▶ WRITTEN PROBLEM: Display each line in the records below that contains the word "sink", copied in full.

Entries for pointing and labeling
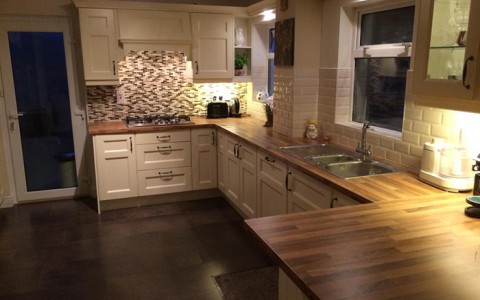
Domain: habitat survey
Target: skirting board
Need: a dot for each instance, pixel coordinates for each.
(158, 199)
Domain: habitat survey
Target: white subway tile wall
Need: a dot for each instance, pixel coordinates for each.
(421, 124)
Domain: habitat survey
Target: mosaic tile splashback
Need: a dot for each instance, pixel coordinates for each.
(155, 83)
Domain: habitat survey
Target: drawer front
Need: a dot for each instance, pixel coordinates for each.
(163, 137)
(159, 156)
(164, 181)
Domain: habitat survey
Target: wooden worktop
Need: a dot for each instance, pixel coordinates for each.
(421, 249)
(413, 241)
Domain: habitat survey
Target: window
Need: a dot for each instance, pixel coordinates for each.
(381, 59)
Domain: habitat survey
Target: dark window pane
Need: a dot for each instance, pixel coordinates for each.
(387, 27)
(379, 91)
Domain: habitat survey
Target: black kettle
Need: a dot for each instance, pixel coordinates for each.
(235, 108)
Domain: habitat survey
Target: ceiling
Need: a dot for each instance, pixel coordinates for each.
(240, 3)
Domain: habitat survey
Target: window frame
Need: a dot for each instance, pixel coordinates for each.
(377, 50)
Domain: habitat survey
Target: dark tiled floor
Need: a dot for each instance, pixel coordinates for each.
(65, 250)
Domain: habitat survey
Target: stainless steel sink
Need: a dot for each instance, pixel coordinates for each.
(328, 159)
(339, 162)
(358, 168)
(312, 150)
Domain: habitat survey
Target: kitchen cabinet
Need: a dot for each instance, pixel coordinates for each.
(221, 161)
(115, 166)
(271, 190)
(163, 162)
(204, 158)
(287, 289)
(99, 46)
(306, 193)
(154, 25)
(212, 45)
(239, 172)
(447, 50)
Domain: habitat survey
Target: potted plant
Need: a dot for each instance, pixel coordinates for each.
(241, 61)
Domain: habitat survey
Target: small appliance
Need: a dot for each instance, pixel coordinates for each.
(235, 108)
(447, 167)
(217, 110)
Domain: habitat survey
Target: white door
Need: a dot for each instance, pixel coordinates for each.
(42, 118)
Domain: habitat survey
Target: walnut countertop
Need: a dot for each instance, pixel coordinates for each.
(413, 241)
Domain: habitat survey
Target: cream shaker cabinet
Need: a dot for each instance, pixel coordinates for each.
(238, 172)
(164, 162)
(212, 45)
(271, 189)
(306, 193)
(99, 46)
(447, 49)
(204, 158)
(115, 166)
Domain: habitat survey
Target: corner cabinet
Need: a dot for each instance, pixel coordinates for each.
(99, 45)
(115, 166)
(204, 158)
(212, 45)
(447, 50)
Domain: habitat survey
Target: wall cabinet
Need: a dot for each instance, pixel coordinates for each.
(204, 158)
(446, 61)
(271, 190)
(115, 166)
(99, 46)
(212, 45)
(164, 162)
(239, 173)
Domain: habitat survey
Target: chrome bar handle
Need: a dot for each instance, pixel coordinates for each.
(465, 70)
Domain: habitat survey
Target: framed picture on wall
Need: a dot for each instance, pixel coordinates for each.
(284, 42)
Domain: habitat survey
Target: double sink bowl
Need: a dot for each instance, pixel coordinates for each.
(338, 162)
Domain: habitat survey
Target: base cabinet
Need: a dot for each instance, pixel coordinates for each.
(306, 193)
(204, 158)
(164, 162)
(115, 166)
(271, 191)
(238, 174)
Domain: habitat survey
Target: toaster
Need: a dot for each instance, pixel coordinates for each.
(217, 110)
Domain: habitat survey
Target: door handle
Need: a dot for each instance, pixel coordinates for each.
(15, 116)
(286, 182)
(464, 72)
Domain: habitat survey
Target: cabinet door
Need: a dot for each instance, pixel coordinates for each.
(271, 189)
(443, 55)
(204, 158)
(232, 171)
(212, 46)
(222, 161)
(99, 44)
(306, 193)
(248, 180)
(115, 166)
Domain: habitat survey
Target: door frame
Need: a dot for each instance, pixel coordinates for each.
(77, 108)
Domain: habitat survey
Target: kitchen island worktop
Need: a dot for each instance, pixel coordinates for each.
(409, 240)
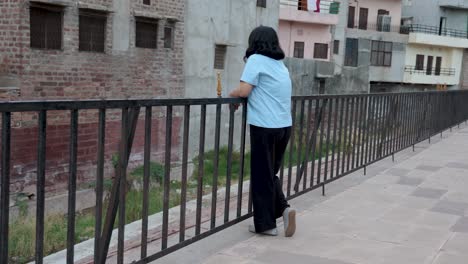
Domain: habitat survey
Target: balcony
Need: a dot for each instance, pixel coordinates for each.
(299, 11)
(423, 75)
(454, 4)
(436, 36)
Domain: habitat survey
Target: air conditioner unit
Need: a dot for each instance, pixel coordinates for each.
(384, 23)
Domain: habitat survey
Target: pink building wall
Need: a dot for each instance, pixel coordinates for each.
(289, 32)
(393, 6)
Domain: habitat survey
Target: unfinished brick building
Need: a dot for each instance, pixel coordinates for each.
(85, 49)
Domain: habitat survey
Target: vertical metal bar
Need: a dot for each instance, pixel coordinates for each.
(364, 125)
(183, 194)
(300, 143)
(227, 199)
(99, 181)
(307, 154)
(376, 126)
(350, 139)
(291, 148)
(167, 178)
(322, 128)
(340, 136)
(356, 135)
(242, 161)
(214, 193)
(314, 140)
(345, 137)
(122, 187)
(330, 108)
(5, 187)
(146, 179)
(201, 163)
(72, 186)
(335, 121)
(370, 114)
(41, 159)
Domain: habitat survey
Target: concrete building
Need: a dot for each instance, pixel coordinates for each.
(438, 38)
(86, 49)
(374, 42)
(305, 31)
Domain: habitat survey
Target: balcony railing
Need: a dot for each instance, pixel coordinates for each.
(430, 71)
(325, 7)
(433, 30)
(382, 28)
(332, 136)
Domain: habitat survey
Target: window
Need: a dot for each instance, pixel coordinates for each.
(302, 5)
(220, 56)
(351, 16)
(169, 36)
(336, 47)
(438, 65)
(430, 60)
(363, 15)
(298, 50)
(419, 62)
(383, 12)
(46, 27)
(261, 3)
(146, 33)
(92, 35)
(351, 54)
(320, 51)
(381, 53)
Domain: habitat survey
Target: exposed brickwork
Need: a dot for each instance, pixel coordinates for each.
(71, 74)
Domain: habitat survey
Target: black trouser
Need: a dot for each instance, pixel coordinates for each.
(268, 146)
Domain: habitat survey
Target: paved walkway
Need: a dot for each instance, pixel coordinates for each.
(413, 211)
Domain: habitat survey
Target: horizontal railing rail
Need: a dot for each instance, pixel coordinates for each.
(434, 30)
(332, 136)
(326, 6)
(430, 71)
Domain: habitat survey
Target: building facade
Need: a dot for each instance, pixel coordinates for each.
(87, 49)
(438, 37)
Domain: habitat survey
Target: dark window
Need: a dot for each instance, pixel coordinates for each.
(169, 36)
(92, 35)
(298, 50)
(351, 16)
(320, 51)
(220, 57)
(383, 12)
(351, 54)
(336, 47)
(363, 15)
(146, 33)
(381, 53)
(46, 27)
(430, 60)
(302, 5)
(438, 65)
(261, 3)
(419, 62)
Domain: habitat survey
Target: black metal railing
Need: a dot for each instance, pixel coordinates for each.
(332, 136)
(430, 71)
(381, 27)
(434, 30)
(326, 6)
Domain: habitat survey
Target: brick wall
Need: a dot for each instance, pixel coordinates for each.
(71, 74)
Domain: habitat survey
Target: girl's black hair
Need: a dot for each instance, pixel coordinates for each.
(264, 41)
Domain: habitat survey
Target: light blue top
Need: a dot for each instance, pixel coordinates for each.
(269, 103)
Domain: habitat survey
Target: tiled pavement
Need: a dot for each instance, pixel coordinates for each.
(412, 211)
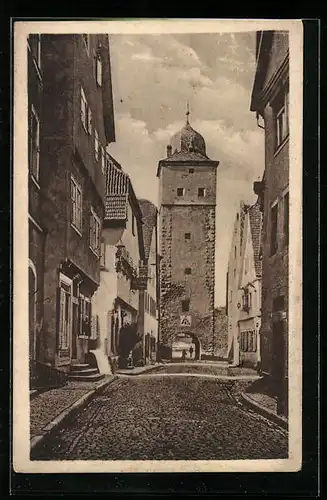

▶ RESULT FOR THIS TASK:
Target: stainless steel sink
Target: double sink bowl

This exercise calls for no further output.